**BRIEF**: Rewrite the lines below with "curved grass hedge" changed to "trimmed boxwood hedge" and nothing else altered, and omit the pictures from your answer.

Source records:
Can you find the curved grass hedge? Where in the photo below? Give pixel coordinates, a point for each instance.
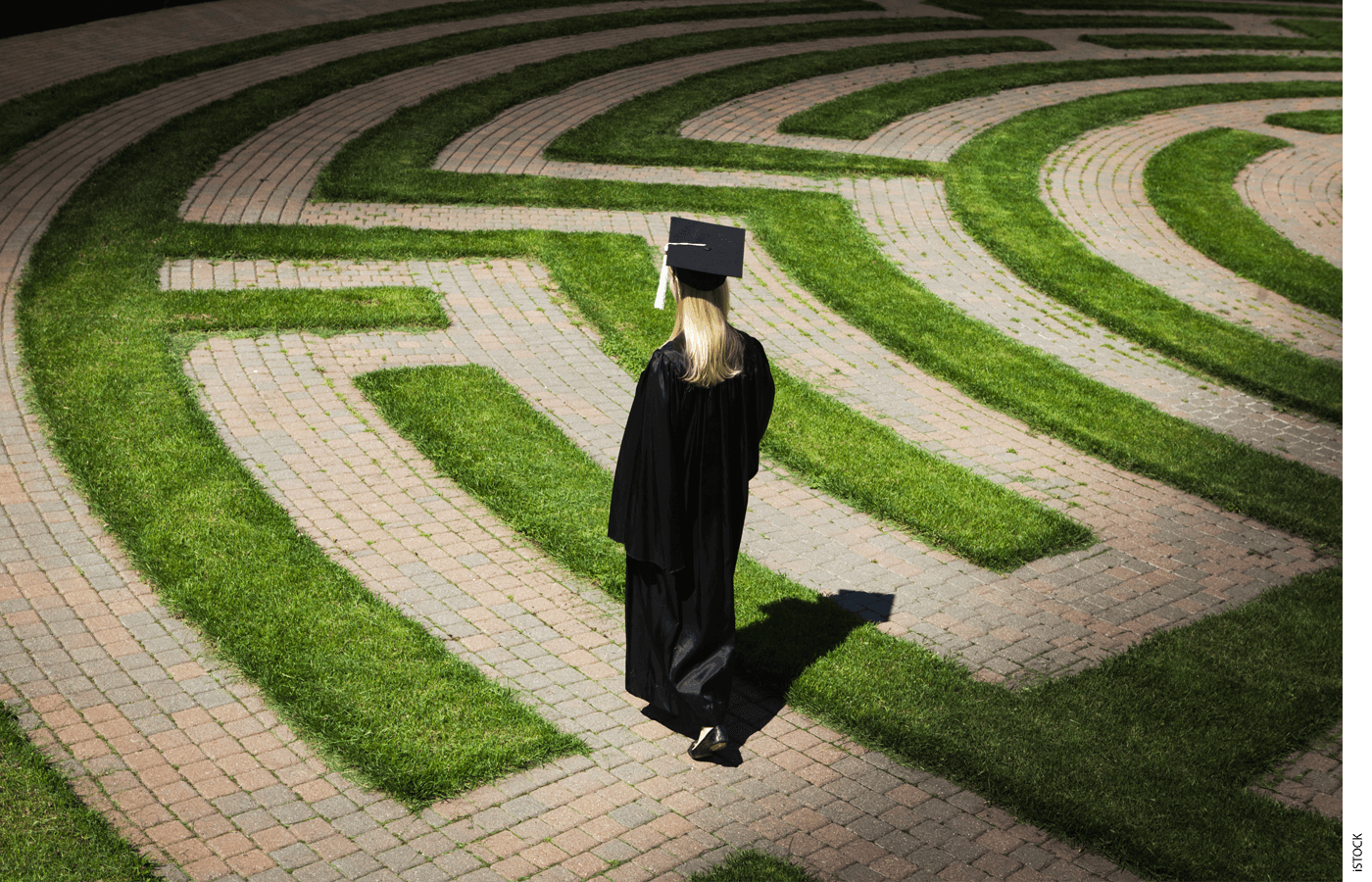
(1191, 185)
(1145, 759)
(861, 114)
(992, 188)
(98, 339)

**ANSWER FOR THIS EXERCISE**:
Can you find the trimmed boxwood hedge? Where in the photo below? Give pixel coordinates, a point for each instance.
(1191, 185)
(1145, 759)
(861, 114)
(992, 188)
(98, 339)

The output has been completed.